[Source records]
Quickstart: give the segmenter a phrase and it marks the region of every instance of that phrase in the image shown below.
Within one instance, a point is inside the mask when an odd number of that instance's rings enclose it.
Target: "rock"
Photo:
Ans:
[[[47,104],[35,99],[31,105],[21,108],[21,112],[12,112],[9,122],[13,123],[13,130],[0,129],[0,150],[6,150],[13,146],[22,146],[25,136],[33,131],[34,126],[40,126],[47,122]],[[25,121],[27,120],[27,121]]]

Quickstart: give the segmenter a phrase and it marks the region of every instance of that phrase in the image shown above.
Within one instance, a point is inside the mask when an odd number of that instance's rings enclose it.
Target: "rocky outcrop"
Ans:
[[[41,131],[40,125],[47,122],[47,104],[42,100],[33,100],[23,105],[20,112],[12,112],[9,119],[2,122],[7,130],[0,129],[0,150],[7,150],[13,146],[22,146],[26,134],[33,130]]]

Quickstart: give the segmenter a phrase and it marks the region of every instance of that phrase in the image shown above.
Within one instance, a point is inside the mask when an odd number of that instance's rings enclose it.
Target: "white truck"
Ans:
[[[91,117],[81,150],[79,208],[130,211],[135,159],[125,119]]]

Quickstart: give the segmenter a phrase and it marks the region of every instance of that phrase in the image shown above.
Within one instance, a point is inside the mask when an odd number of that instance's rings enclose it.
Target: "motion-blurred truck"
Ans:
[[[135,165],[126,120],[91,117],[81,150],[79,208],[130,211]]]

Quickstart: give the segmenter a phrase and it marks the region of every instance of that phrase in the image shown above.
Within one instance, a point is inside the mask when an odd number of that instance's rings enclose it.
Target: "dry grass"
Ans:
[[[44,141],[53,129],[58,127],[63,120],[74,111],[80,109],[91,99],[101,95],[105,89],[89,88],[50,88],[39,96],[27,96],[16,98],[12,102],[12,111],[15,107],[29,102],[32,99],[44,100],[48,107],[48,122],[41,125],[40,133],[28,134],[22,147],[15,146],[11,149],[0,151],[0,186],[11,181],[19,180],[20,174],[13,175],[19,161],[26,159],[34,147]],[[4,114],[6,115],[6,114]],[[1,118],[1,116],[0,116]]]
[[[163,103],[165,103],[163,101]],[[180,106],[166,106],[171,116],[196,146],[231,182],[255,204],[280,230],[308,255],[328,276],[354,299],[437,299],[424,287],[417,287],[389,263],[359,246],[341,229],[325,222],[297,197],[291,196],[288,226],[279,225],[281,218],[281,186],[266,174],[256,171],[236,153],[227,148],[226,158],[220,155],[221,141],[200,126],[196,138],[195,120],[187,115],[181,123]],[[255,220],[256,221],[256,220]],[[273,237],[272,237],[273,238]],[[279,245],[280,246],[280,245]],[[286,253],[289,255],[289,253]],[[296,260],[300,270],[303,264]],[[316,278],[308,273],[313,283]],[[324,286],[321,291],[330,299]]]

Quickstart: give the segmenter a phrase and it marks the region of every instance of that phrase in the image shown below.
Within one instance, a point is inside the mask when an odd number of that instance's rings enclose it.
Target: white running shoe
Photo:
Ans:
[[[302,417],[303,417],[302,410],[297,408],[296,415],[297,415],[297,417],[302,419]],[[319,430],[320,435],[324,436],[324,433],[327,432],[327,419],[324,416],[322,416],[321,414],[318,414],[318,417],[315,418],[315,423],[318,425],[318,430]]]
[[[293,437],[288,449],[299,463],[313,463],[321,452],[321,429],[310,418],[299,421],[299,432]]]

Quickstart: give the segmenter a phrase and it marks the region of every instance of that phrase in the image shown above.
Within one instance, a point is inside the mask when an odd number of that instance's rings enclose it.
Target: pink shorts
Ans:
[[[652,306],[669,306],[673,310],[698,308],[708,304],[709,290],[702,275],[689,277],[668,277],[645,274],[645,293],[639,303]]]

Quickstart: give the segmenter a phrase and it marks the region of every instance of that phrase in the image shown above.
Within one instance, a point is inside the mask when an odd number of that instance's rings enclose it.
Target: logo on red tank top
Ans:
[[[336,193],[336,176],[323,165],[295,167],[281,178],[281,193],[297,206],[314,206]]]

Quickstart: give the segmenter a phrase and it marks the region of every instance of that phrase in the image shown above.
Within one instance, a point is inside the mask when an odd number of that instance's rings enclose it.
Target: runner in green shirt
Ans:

# [Exercise goal]
Return all of the entries exactly as written.

# [Answer section]
Quickstart: give the segmenter a phrase and it marks the region of every instance of that phrase in the image shown below.
Within one instance, a point is inside the mask when an odd number of that instance's rings enclose it.
Target: "rock"
Photo:
Ans:
[[[47,104],[35,99],[31,105],[21,108],[21,112],[12,112],[9,122],[13,123],[13,130],[0,129],[0,150],[6,150],[13,146],[22,146],[25,136],[33,131],[34,126],[40,126],[47,122]],[[25,121],[27,120],[27,121]]]

Quickstart: give the segmenter a phrase and it marks the region of every instance of that phrase in the image shown above.
Within one instance, a point is inside the mask when an odd number of that instance's rings enclose it.
Target: "rocky outcrop"
Ans:
[[[41,131],[40,125],[47,122],[47,104],[42,100],[33,100],[23,105],[20,112],[12,112],[9,119],[2,122],[7,130],[0,129],[0,150],[7,150],[13,146],[22,146],[26,134],[33,130]]]

Quickstart: give the segmenter a phrase and it marks the region of every instance of that phrase in the image shown above.
Within one instance, a point is inside the mask when an odd number of that instance's rings enclose it.
Target: "white truck"
Ans:
[[[91,117],[81,150],[79,208],[130,211],[135,159],[125,119]]]

Quickstart: give the segmenter a phrase and it marks the region of every instance of that phrase in the image shown above.
Within one instance, a point is inside the mask when an odd number of that instance's rings enclose it.
Target: "motion-blurred truck"
Ans:
[[[135,165],[126,120],[91,117],[81,150],[79,208],[130,211]]]

Quickstart: give the segmenter a phrase and it marks the region of every instance of that phrase in the image shown above.
Within one instance, a point is inside the mask when an odd number of that instance's rings enclose it.
Target: "dry grass"
Ans:
[[[44,141],[53,129],[58,127],[63,120],[74,111],[80,109],[91,99],[101,95],[105,89],[89,88],[50,88],[39,96],[27,96],[16,98],[12,102],[12,111],[15,107],[29,102],[32,99],[44,100],[48,107],[48,122],[41,125],[40,133],[28,134],[22,147],[15,146],[11,149],[0,151],[0,186],[11,181],[19,180],[20,174],[13,175],[19,161],[26,159],[34,147]],[[4,114],[6,115],[6,114]],[[1,118],[1,116],[0,116]]]
[[[163,103],[165,103],[163,101]],[[180,106],[166,106],[171,116],[196,146],[231,182],[255,204],[280,230],[308,255],[328,276],[354,299],[437,299],[424,287],[417,287],[389,263],[359,246],[341,229],[325,222],[297,197],[291,196],[288,226],[279,225],[281,218],[281,186],[266,174],[256,171],[236,153],[227,148],[226,158],[220,155],[221,141],[200,126],[196,138],[195,120],[187,115],[181,123]],[[255,220],[256,221],[256,220]],[[273,237],[272,237],[273,238]],[[279,245],[280,246],[280,245]],[[286,253],[289,255],[289,253]],[[296,260],[300,270],[303,264]],[[316,278],[308,273],[313,283]],[[324,286],[321,291],[330,299]]]

Quickstart: give the segmenter a phrase and it marks the region of every instance of that phrase in the image shown below.
Within one instance, a point is inside the mask when an odd number of that instance's rings enclose it.
Target: white running shoe
Photo:
Ans:
[[[302,417],[303,417],[302,410],[297,408],[296,415],[297,415],[297,417],[302,419]],[[319,430],[320,435],[324,436],[324,433],[327,432],[327,419],[324,416],[322,416],[321,414],[318,414],[318,417],[315,418],[315,423],[318,425],[318,430]]]
[[[293,437],[288,449],[299,463],[313,463],[321,452],[321,429],[310,418],[299,421],[299,432]]]

Quickstart: give the segmenter a phrase and it marks the region of every instance of that phrase in the image shown above.
Within one instance, a point is inside the mask when an odd number of that instance's rings enclose it.
Target: pink shorts
Ans:
[[[652,306],[669,306],[673,310],[698,308],[708,304],[709,290],[702,275],[689,277],[668,277],[645,274],[645,293],[639,303]]]

Quickstart: give the segmenter a phrase and it marks the region of every instance of that phrase in the image shown above.
Within one instance, a point is inside the mask when an odd number of that instance's rings enclose it.
Target: logo on red tank top
Ans:
[[[336,193],[336,176],[323,165],[295,167],[281,178],[281,193],[297,206],[314,206]]]

Quickstart: give the segmenter a phrase and it marks the region of every instance of that phrase in the image shown above.
Within one instance, a point is inside the mask when an odd number of that instance's rings enclose it.
Target: runner in green shirt
Ans:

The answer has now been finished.